→ **Required task**
With the line containing "Expected: for every instance of the window" as the first line and the last line of the records as the final one, reproduce that range exactly.

[Pointing records]

⁂

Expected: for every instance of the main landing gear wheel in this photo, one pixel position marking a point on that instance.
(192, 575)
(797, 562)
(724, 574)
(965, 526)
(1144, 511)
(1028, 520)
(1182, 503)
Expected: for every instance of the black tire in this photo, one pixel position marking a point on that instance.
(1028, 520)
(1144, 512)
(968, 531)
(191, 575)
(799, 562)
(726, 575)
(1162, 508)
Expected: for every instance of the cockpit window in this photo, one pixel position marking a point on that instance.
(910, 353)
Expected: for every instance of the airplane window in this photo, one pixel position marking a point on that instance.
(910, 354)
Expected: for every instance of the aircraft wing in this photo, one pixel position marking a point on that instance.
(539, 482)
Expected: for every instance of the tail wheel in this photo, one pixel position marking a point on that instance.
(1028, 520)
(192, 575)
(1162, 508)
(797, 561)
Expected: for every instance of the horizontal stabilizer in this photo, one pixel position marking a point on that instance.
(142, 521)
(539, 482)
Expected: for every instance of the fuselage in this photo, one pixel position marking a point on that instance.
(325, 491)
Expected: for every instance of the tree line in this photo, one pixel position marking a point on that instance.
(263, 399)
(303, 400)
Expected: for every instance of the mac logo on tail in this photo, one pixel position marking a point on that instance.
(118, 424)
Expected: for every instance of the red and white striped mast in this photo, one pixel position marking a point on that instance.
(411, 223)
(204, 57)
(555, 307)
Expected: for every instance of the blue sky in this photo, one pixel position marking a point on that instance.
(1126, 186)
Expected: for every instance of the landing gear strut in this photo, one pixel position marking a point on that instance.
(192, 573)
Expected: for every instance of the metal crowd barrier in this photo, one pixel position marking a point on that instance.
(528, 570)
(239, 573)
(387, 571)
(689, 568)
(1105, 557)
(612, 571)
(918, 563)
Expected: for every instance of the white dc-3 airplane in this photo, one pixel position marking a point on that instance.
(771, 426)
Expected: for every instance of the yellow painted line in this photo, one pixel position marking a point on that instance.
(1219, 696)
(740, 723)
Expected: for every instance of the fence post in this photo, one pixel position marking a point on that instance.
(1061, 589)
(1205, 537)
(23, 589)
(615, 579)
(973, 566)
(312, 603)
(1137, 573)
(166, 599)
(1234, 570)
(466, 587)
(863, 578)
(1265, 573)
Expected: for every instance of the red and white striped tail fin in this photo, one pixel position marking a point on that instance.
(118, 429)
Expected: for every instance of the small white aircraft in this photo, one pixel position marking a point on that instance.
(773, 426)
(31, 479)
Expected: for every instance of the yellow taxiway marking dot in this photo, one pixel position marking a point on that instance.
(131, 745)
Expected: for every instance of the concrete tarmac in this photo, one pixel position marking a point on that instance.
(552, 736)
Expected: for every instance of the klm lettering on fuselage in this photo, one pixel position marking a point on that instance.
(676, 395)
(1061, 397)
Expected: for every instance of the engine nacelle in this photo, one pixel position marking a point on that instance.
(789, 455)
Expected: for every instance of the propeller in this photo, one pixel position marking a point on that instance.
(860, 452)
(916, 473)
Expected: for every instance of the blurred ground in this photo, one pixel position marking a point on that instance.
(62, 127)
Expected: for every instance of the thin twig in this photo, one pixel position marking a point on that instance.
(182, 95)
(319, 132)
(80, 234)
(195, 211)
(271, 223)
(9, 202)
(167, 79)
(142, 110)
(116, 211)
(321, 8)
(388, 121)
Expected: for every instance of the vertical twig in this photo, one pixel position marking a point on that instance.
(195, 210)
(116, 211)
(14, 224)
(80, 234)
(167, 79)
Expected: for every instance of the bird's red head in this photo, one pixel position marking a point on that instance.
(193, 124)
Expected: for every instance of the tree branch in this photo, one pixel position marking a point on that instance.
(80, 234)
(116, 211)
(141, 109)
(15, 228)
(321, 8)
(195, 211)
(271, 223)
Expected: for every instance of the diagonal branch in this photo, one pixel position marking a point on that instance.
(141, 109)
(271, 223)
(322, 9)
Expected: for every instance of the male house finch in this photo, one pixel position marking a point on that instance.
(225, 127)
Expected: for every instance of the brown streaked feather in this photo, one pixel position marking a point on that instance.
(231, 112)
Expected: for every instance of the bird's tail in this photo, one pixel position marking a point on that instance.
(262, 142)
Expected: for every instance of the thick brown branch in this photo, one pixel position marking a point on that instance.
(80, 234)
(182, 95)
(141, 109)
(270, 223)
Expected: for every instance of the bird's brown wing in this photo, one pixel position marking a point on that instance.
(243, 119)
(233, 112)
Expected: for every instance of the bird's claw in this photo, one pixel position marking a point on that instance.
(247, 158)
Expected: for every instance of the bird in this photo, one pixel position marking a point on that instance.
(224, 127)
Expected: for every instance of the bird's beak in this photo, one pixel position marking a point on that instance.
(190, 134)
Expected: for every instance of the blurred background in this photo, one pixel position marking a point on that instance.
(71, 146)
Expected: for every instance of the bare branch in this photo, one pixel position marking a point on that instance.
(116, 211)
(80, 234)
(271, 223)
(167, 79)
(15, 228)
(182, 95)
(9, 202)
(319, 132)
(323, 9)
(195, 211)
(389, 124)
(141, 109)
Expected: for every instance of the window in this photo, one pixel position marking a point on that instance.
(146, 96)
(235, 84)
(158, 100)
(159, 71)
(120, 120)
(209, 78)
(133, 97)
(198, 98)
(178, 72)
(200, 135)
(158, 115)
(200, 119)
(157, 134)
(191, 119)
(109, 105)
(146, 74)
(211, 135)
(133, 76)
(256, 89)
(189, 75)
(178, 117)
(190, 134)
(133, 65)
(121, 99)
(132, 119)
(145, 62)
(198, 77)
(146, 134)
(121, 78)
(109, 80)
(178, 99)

⁂

→ **Answer below**
Expected: for every instance of the window in this photo, one pixel position marking a point on that instance.
(146, 96)
(235, 84)
(158, 100)
(159, 71)
(120, 120)
(209, 78)
(133, 97)
(198, 98)
(178, 72)
(200, 135)
(158, 115)
(200, 119)
(157, 134)
(191, 119)
(109, 105)
(146, 74)
(211, 135)
(133, 76)
(256, 89)
(189, 75)
(178, 117)
(190, 134)
(133, 65)
(121, 99)
(132, 119)
(145, 62)
(198, 77)
(146, 134)
(121, 78)
(109, 80)
(178, 99)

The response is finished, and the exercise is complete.